* **DATA UNDER STUDY**
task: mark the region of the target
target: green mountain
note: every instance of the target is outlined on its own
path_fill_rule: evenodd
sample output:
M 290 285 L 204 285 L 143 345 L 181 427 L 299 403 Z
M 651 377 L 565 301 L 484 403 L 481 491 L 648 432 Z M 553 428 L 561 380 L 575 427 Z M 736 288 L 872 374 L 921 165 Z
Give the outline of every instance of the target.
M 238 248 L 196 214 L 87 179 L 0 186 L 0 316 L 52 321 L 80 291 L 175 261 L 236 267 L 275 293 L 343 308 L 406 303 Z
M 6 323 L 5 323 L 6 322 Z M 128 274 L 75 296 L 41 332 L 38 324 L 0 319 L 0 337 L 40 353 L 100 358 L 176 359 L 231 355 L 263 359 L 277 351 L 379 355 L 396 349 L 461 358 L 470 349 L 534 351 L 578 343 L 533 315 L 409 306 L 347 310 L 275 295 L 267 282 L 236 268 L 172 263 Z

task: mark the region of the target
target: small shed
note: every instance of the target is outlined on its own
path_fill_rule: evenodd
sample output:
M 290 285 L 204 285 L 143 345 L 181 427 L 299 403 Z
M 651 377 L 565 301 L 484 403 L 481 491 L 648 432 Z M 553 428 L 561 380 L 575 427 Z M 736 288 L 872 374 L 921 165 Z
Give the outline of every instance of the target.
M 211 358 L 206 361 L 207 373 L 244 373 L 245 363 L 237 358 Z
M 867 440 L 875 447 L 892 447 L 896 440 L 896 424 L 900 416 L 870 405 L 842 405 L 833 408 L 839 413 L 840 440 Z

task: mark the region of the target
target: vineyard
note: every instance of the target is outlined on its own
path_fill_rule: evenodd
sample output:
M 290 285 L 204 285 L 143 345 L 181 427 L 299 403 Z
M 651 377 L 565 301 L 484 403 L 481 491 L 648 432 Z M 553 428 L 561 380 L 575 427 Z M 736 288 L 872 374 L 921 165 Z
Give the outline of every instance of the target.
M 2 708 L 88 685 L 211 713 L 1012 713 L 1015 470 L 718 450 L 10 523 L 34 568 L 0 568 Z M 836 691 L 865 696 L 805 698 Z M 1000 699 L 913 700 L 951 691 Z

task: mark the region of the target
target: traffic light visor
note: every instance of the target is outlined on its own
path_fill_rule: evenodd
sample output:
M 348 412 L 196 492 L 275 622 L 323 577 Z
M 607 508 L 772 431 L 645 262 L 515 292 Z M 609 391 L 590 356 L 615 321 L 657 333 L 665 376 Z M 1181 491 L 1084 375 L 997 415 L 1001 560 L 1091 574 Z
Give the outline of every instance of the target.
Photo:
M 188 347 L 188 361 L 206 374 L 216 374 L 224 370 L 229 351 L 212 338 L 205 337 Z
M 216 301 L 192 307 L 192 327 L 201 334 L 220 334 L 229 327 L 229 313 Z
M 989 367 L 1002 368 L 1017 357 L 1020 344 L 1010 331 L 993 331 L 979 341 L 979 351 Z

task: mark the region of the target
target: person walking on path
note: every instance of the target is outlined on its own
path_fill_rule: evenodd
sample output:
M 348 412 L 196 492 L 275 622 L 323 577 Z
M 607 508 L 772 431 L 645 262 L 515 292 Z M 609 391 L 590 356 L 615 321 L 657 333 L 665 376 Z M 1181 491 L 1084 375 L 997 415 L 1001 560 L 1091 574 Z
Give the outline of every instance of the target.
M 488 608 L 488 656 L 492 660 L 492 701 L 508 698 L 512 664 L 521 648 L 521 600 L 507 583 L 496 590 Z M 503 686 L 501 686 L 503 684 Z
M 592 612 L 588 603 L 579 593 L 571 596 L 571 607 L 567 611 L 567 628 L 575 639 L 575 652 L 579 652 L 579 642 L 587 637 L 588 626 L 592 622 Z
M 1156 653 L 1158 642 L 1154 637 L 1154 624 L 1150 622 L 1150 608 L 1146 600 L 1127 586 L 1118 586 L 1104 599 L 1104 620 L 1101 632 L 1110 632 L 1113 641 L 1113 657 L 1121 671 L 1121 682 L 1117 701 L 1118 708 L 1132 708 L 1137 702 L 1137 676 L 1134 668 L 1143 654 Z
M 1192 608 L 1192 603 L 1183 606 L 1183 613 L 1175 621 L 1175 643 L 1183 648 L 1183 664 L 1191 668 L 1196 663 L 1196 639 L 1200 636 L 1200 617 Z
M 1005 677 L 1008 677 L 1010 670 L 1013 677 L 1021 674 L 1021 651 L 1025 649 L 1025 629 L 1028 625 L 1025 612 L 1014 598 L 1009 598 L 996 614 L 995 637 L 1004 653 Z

* **YOUR INSTRUCTIONS**
Print only the lines that run from the start of the listing to the line bearing "target: traffic light visor"; please keep the first line and that last one, exactly as they appear.

* **SOLUTION**
task: mark the region of the target
target: green mountain
note: every instance of the target is outlined on its own
path_fill_rule: evenodd
sample output:
M 290 285 L 204 285 L 143 345 L 181 427 L 299 403 Z
M 651 377 L 565 301 L 484 403 L 481 491 L 648 432 Z M 553 428 L 561 380 L 575 427 Z M 736 288 L 872 374 L 921 165 Z
Give the outline of every instance of the target.
M 238 248 L 196 214 L 87 179 L 0 186 L 0 316 L 52 321 L 80 291 L 175 261 L 236 267 L 275 293 L 343 308 L 406 303 Z
M 6 323 L 5 323 L 6 322 Z M 128 274 L 75 296 L 41 332 L 38 324 L 0 319 L 0 337 L 40 353 L 100 358 L 176 359 L 231 355 L 263 359 L 277 351 L 379 355 L 396 349 L 461 358 L 470 349 L 534 351 L 578 343 L 533 315 L 409 306 L 347 310 L 275 295 L 267 282 L 236 268 L 172 263 Z

task: mark the region of the target
target: small shed
note: every instance of the target is outlined on its own
path_fill_rule: evenodd
sample output:
M 290 285 L 204 285 L 143 345 L 181 427 L 299 403 Z
M 651 377 L 565 301 L 484 403 L 481 491 L 648 432 Z M 553 428 L 561 380 L 575 427 Z M 736 288 L 872 374 L 921 165 Z
Give the outline of every instance of the target.
M 211 358 L 206 361 L 207 373 L 244 373 L 245 363 L 237 358 Z
M 867 440 L 875 447 L 892 447 L 896 440 L 896 424 L 900 416 L 870 405 L 842 405 L 833 408 L 839 413 L 840 440 Z

task: mark the region of the target
target: vineyard
note: every instance of the target is outlined on its own
path_fill_rule: evenodd
sample output:
M 290 285 L 204 285 L 143 345 L 181 427 L 299 403 Z
M 651 377 L 565 301 L 484 403 L 481 491 L 648 432 Z M 553 428 L 561 380 L 575 427 Z M 736 288 L 872 374 L 921 165 Z
Give the outline of every instance of the target.
M 2 708 L 88 685 L 211 713 L 1012 713 L 1015 470 L 718 450 L 10 523 L 34 568 L 0 568 Z M 836 691 L 865 696 L 805 698 Z M 1000 699 L 913 700 L 951 691 Z

task: mark the region of the target
target: traffic light visor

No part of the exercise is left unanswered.